> **Extrait du texte**:
Xavier Dupuy : Au niveau de la gauche, il y a un léger rééquilibrage qui est logique. Dans un certain nombre de départements, la gauche était unie. En Meurthe-et-Moselle, la gauche gagne un siège mais entretemps ils ont remporté la ville de Nancy. Le choix de l’unité a donc été salvateur à gauche.

En revanche, la majorité présidentielle sur les listes des Français de l’étranger était divisée, elle se retrouve avec aucun sénateur.

Le nouveau paysage politique du Sénat va-t-il peser et avoir une influence sur la suite du mandat d’Emmanuel Macron et sur les futures réformes ?

Christophe Boutin : La droite LR alliée aux centristes reste majoritaire au Sénat, principale chambre d’opposition à Emmanuel Macron depuis son arrivée au pouvoir en 2017. Cependant, après les élections législatives de 2022, c’est à l’Assemblée nationale, que les débats les plus virulents ont lieu, et c’est à l’Assemblée nationale aussi que le gouvernement, pour emporter la décision, use de l’article 49 alinéa 3 et engage sa responsabilité politique - ce qui n’est pas possible devant le Sénat. En effet, en cas de désaccord entre les deux chambres, ce sont les députés, élus au suffrage universel direct, qui ont le dernier mot en matière législative, et non un Sénat, élu, lui, au suffrage universel indirect. Certes, Gérard Larcher, qui devrait rester président du Sénat, continuera à s’exprimer comme un leader d’opposition, mais le centre du pouvoir parlementaire s’est déplacé en 2022.

Dans ces conditions, le Sénat pourrait jouer un rôle nouveau, non celui de « la » chambre d’opposition, mais celui de la « chambre de compromis », tentant de trouver un juste milieu, après les batailles rangées de l’Assemblée nationale, pour soumettre à la relecture de cette dernière un texte acceptable par une majorité… servant d’ailleurs en cela les intentions d’Emmanuel Macron de dégager un consensus sur certains textes. Cela dépendra en fait des textes envisagés : sur l’immigration par exemple cela semble douteux, car la droite LR dirigée par Retailleau semble prête à refuser de négocier.

> **Consignes**: Recopiez à l'identique le passage de l'extrait sur le Sénat qui commence par « Christophe Boutin : La » et se termine par « déplacé en 2022. ».

[Entrées de données enregistrées]
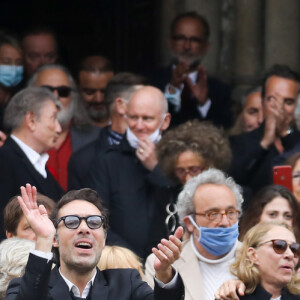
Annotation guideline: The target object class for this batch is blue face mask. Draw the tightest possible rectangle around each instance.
[189,216,239,256]
[0,65,23,87]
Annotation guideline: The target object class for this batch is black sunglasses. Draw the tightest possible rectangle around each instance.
[56,215,105,229]
[42,85,72,98]
[258,240,300,257]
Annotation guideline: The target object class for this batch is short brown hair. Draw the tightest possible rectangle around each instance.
[3,193,55,236]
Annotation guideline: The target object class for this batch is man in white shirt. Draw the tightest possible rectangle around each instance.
[149,11,232,128]
[0,88,63,236]
[146,169,243,300]
[6,184,184,300]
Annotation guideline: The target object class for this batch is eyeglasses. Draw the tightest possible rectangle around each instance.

> **Résultat obtenu**:
Christophe Boutin : La droite LR alliée aux centristes reste majoritaire au Sénat, principale chambre d’opposition à Emmanuel Macron depuis son arrivée au pouvoir en 2017. Cependant, après les élections législatives de 2022, c’est à l’Assemblée nationale, que les débats les plus virulents ont lieu, et c’est à l’Assemblée nationale aussi que le gouvernement, pour emporter la décision, use de l’article 49 alinéa 3 et engage sa responsabilité politique - ce qui n’est pas possible devant le Sénat. En effet, en cas de désaccord entre les deux chambres, ce sont les députés, élus au suffrage universel direct, qui ont le dernier mot en matière législative, et non un Sénat, élu, lui, au suffrage universel indirect. Certes, Gérard Larcher, qui devrait rester président du Sénat, continuera à s’exprimer comme un leader d’opposition, mais le centre du pouvoir parlementaire s’est déplacé en 2022.